STUDY QUESTIONS
1. Answer these questions from the article on interpreting virtual meetings, marking each answer (a), (b) or (c):
(a) How often do two interpreters sharing a booth usually take turns?
(b) Which online timer for remote teams is given as an example?
(c) Which online dictionary is given as an example?
2. List every product named as an example in the article on interpreting virtual meetings, in its sections on the etherpad, the online timer and the online dictionary.

QUOTED PASSAGE
....

Interpreting your virtual meeting

Updated: Apr 27, 2023


When we provide professional simultaneous translation remotely from our own office, you may think that this could be pretty convenient, as it saves a lot of trouble such as travel expenses and the like. But distance interpreting places enormous demands on both interpreters and technology.


Virtual means blind handovers

With simultaneous interpreting, two interpreters usually share a booth and take turns roughly every 30 minutes. In a virtual conference, however, we are located in our own offices with no eye contact whatsoever, let alone a notepad between us to help each other with names and numbers (or gestures).


Bring your second device

The best option, of course, is to start a separate Zoom conference on a second device, to listen to our booth mate‘s rendition via a second set of earphones, support them by looking up the agenda and know when it‘s ideal to hand over the microphone. Depending on the Internet connection it‘s advisable, though, to disable the video function on the second device, meaning we cannot see them (or we do, on a very small iPhone or iPad screen).


Little online helpers

Instead, we’ve come to like online tools that help us professionalise our virtual booth (yet we use them depending on the client’s data protection requirements, of course!).


Etherpad

An etherpad like MeetingWords or Google Docs helps us to communicate with our booth mates in real-time, so we can read what they write even before they’ve finished typing a word.


Online timer

An online timer for remote teams like Cuckoo Team helps with blind handovers as we’ll hear a ping in our ears when the agreed time is up (instead of gesturing or pointing towards each other). Then we‘ll know it‘s time to mute our mic and let our booth mate take over.


Online dictionary

Also, an online dictionary like Linguee comes in handy in case we need to look up any last-minute vocabulary.


Conclusion

All these tools make simultaneous interpreting at virtual events possible, even in times of COVID-19 when not all participants can or want to attend physically. Yet it's not a replacement for an in-person event, as you might have guessed from this sneak peek into the virtual booth.

....

DATASET
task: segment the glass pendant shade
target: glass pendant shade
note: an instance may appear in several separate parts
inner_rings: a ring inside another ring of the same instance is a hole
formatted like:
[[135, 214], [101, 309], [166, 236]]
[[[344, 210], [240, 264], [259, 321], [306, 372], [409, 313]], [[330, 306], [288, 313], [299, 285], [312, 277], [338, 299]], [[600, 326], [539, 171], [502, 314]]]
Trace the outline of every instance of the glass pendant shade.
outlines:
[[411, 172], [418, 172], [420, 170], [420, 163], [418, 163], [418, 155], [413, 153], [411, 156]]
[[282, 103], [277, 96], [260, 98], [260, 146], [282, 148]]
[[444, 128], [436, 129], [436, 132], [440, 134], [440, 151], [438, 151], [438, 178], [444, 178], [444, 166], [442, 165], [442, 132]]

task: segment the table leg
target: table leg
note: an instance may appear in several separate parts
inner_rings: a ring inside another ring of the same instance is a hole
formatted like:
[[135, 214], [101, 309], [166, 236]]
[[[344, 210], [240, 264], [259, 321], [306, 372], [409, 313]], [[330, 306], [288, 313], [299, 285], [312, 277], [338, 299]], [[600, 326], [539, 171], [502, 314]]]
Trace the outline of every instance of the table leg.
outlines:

....

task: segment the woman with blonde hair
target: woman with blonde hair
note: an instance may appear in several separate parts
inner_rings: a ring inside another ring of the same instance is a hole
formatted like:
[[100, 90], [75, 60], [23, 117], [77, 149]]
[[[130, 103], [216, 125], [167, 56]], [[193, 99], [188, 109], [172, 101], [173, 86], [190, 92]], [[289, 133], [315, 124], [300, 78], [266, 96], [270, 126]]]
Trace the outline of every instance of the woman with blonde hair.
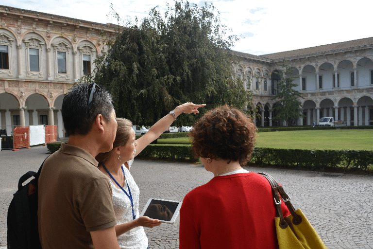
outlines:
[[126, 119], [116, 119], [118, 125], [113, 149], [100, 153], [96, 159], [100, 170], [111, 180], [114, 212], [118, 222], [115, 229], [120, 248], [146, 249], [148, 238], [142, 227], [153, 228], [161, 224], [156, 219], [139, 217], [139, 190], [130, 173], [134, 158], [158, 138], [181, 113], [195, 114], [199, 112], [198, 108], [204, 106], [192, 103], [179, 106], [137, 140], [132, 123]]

....

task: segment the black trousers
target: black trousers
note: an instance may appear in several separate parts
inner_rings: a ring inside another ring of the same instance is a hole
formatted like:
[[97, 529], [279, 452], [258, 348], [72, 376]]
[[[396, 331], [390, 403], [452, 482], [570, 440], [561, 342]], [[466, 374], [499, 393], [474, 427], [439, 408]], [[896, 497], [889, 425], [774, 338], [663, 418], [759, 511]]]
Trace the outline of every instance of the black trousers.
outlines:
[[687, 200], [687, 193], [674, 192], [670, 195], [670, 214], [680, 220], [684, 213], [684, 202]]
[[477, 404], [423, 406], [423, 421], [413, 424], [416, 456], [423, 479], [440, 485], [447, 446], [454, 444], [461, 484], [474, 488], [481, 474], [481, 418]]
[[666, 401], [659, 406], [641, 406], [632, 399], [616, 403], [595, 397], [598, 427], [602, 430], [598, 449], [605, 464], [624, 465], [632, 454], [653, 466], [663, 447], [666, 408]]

....

ANSWERS FOR THE TASKS
1.
(a) Roughly every 30 minutes.
(b) Cuckoo Team.
(c) Linguee.

2. MeetingWords, Google Docs, Cuckoo Team, Linguee